* Source text
━━━━

The study of the genotype-phenotype map has recently been spurred by a new development: the advent of evolutionary computation. Evolutionary computation is a recently burgeoning field in which the principles of selective breeding are applied to optimization and engineering problems. It includes genetic algorithms (Holland, 1992), evolutionary strategies (Rechenberg, 1973, 1994), evolutionary programming (Fogel, Owens, and Walsh, 1966), and genetic programming (Koza, 1992).
In an evolutionary algorithm, for a particular problem (such as producing a neural network that recognizes a face) the space of possible solutions is represented as a data structure upon which certain "genetic" operations can act (such as mutation or recombination of the data), to produce variant "offspring". The offspring are then selected according to how well they carry out the desired behavior as parents for subsequent "breeding". An algorithm iterates this procedure, and the population of candidate solutions evolves.
In many problems, evolutionary algorithms have been found to produce solutions better than any that have been produced by rational design, or better than other search and optimization algorithms. In other cases, however, evolutionary algorithms fail miserably. The engineer is faced with the practical problem of understanding why. In so doing, researchers are gaining experience in a new domain of evolutionary phenomena. Their experience parallels in many ways the experience of animal and plant breeders, with one great exception: the programmer controls the genetic system.

━━━━

* Task to carry out
Condense the passage on evolutionary computation above into two sentences.

━━━━

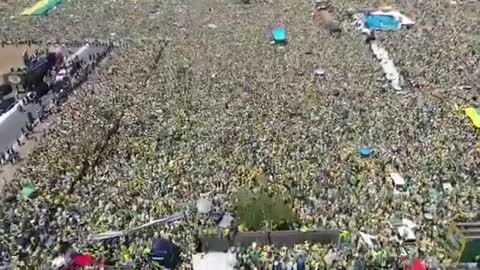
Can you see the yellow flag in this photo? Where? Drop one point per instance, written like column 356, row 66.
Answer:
column 474, row 115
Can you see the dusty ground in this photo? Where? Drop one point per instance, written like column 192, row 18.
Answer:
column 7, row 172
column 12, row 56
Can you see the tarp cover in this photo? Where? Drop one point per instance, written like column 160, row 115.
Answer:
column 382, row 22
column 41, row 8
column 165, row 252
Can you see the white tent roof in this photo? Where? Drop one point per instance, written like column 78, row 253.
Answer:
column 213, row 261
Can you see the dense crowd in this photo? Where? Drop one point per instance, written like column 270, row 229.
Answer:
column 183, row 111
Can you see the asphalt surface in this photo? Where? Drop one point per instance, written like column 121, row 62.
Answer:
column 12, row 121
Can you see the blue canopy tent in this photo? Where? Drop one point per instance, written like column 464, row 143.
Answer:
column 165, row 253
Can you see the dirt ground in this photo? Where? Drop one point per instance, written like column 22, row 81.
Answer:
column 12, row 56
column 7, row 172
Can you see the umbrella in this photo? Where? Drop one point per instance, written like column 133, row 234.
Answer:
column 204, row 206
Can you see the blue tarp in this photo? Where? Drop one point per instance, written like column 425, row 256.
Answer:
column 382, row 22
column 279, row 35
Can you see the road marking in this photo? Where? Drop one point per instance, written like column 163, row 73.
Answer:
column 7, row 114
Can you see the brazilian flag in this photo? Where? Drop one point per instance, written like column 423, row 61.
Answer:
column 41, row 8
column 474, row 115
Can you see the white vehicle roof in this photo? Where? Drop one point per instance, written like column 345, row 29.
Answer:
column 398, row 180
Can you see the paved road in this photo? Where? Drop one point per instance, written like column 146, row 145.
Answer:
column 12, row 122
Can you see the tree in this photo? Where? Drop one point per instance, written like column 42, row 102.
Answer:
column 259, row 211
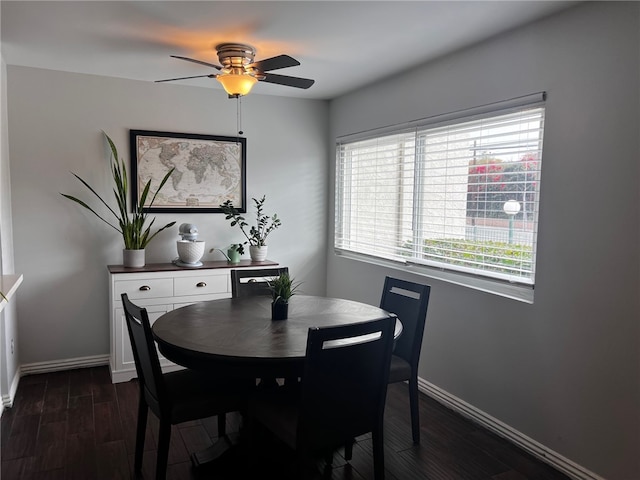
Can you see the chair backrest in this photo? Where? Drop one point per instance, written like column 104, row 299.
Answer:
column 144, row 354
column 252, row 282
column 344, row 382
column 409, row 301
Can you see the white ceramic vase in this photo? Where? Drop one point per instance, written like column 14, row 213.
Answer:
column 133, row 258
column 190, row 252
column 258, row 254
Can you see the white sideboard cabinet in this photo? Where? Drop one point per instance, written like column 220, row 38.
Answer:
column 160, row 288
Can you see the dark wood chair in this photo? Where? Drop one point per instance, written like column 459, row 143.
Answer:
column 341, row 394
column 409, row 301
column 251, row 282
column 175, row 397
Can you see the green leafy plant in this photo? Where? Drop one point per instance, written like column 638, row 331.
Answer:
column 258, row 233
column 238, row 247
column 283, row 288
column 133, row 227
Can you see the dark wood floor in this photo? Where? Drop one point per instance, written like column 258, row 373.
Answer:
column 77, row 425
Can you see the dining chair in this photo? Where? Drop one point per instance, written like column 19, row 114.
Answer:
column 174, row 397
column 341, row 394
column 253, row 282
column 409, row 301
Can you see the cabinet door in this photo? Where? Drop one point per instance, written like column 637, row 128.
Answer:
column 123, row 353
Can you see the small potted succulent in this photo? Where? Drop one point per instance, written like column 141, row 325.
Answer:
column 282, row 289
column 257, row 234
column 234, row 252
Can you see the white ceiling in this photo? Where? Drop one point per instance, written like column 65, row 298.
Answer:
column 342, row 45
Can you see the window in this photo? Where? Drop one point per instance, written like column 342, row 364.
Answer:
column 458, row 193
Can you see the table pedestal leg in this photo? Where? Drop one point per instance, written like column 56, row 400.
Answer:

━━━━

* Answer to the exercise
Evolutionary computation, which includes genetic algorithms, evolutionary strategies, evolutionary programming, and genetic programming, applies the principles of selective breeding to optimization and engineering problems by representing possible solutions as data structures that undergo genetic operations such as mutation and recombination, with the best-performing offspring selected to breed again. These algorithms sometimes produce solutions better than those from rational design or other search methods but sometimes fail badly, and as researchers try to understand why, they gain experience of evolutionary phenomena that parallels that of animal and plant breeders, except that the programmer controls the genetic system.